(Stored data)
## Begin
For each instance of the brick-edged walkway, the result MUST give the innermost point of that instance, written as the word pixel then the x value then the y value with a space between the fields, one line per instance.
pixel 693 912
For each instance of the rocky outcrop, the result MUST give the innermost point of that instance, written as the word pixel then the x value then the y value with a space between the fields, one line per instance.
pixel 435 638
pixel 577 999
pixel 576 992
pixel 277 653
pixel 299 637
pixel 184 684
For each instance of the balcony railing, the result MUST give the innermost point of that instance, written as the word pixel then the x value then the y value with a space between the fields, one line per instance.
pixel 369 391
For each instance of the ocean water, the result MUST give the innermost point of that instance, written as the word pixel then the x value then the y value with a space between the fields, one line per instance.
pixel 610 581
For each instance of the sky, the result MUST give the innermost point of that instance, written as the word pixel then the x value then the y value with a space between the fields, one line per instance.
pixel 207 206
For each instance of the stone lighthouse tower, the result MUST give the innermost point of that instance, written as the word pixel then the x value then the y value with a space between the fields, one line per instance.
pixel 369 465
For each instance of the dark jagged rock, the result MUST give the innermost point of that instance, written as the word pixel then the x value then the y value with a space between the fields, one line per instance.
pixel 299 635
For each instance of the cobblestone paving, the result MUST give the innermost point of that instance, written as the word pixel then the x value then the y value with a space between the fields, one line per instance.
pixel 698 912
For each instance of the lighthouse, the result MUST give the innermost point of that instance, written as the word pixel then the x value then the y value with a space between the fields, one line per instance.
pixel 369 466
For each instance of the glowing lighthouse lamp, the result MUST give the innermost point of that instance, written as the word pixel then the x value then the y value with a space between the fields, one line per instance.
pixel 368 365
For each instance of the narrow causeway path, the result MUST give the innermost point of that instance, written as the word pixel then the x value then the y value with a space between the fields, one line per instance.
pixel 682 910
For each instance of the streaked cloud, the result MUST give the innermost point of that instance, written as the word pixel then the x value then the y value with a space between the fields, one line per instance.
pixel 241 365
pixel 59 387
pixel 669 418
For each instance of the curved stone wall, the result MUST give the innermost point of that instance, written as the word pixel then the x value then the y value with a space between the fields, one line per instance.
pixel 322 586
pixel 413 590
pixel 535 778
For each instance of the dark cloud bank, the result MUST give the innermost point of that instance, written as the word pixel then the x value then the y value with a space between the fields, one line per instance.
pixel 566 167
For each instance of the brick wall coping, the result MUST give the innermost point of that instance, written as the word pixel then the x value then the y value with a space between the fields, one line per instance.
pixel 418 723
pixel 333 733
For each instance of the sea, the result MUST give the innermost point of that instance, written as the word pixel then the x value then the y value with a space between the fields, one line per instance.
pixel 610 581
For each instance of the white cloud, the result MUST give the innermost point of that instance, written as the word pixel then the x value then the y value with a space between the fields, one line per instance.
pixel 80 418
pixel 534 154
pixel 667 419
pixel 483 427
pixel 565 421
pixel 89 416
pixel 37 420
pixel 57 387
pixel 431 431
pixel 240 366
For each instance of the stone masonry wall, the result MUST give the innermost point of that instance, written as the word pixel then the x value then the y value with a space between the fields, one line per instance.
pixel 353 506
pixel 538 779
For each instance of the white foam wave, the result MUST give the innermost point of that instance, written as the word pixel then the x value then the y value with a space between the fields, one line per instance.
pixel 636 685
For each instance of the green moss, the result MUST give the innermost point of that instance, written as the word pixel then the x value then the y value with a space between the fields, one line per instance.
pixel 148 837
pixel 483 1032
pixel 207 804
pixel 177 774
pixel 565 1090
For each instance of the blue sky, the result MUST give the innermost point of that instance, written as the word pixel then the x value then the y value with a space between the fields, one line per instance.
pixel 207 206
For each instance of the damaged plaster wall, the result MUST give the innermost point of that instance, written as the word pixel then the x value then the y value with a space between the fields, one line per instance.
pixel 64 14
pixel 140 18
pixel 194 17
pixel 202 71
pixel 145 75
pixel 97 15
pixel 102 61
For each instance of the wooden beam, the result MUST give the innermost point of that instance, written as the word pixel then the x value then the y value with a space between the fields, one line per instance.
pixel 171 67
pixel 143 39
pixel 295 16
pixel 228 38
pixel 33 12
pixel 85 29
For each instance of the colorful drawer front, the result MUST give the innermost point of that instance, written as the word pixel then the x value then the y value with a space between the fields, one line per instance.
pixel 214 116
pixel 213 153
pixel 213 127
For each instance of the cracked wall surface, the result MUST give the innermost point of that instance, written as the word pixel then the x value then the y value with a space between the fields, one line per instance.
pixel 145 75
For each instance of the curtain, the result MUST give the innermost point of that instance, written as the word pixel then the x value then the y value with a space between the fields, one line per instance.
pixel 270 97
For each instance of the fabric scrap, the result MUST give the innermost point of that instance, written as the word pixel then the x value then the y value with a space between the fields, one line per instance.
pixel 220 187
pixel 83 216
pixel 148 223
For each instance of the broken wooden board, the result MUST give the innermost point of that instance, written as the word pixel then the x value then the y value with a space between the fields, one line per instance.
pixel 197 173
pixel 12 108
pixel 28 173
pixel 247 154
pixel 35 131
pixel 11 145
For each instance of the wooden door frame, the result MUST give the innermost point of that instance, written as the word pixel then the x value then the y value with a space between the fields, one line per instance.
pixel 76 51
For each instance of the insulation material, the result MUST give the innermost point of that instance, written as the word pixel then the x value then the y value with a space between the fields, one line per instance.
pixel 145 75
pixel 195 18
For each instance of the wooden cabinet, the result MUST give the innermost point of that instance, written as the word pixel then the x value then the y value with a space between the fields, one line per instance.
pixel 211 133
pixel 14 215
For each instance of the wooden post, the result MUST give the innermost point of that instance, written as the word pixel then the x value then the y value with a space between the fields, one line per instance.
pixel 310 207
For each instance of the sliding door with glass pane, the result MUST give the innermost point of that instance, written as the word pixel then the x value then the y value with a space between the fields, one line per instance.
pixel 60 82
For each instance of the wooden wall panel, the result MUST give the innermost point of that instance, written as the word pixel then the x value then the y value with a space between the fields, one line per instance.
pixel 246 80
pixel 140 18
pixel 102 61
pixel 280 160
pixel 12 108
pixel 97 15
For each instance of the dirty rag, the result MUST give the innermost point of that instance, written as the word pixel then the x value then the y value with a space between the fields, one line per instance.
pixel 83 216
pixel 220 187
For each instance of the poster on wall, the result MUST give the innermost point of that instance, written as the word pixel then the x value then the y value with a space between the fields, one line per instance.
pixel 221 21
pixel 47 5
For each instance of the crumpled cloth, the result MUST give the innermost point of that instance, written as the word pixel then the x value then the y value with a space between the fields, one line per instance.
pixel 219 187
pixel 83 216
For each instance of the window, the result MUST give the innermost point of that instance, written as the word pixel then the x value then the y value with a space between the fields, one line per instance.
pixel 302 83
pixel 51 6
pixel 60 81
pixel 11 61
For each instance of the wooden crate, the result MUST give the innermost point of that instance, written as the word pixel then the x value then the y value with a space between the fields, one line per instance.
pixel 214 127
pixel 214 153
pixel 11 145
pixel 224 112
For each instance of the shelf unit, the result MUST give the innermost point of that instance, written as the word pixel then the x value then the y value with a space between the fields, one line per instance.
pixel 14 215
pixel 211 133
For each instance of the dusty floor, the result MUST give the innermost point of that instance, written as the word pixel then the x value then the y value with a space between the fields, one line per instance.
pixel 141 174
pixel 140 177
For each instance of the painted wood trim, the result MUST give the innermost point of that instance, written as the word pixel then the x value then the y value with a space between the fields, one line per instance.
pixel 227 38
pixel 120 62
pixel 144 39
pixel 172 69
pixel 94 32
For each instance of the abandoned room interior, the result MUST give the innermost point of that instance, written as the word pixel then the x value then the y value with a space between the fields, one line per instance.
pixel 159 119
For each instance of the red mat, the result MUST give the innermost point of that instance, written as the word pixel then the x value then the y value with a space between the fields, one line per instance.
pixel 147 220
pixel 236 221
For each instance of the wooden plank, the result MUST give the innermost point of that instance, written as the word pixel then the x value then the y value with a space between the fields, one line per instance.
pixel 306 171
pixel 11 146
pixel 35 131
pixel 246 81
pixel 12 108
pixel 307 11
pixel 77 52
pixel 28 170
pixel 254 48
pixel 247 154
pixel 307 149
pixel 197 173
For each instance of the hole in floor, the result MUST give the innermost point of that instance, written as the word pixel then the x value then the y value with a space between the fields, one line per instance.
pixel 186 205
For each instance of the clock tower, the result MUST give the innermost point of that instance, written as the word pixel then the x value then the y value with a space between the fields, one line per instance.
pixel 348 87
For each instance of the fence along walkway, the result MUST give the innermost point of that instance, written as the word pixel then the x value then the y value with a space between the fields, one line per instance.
## End
▸ **Exercise prompt**:
Write out verbatim every line from the beginning of the records through the line containing "pixel 369 465", including both the first line and that line.

▸ **Answer for this exercise**:
For each instance of the brick-edged walkway, the result MUST give the innermost point of that instance, written as the word pixel then the x value then the y value with a space between the fields, one line per instance.
pixel 693 912
For each instance of the rocky outcrop, the result MUST give the innermost point of that instance, written as the word pixel then the x value then the y value with a space between the fields, one line per instance.
pixel 435 638
pixel 577 999
pixel 576 992
pixel 277 653
pixel 299 637
pixel 184 684
For each instance of the balcony railing, the result MUST give the innermost point of that instance, written as the word pixel then the x value then the y value with a space between the fields, one line per instance.
pixel 369 391
For each instance of the ocean water, the result MUST give the innermost point of that instance, written as the word pixel then the x value then the y value with a space between the fields, one line per instance.
pixel 610 581
For each instance of the sky, the result MUST give the innermost point of that instance, written as the word pixel then the x value then the y value with a space between the fields, one line per instance.
pixel 207 206
For each instance of the stone lighthouse tower, the result MUST give the innermost point of that instance, written as the word pixel then the x value then the y value with a space between the fields, one line per instance.
pixel 369 465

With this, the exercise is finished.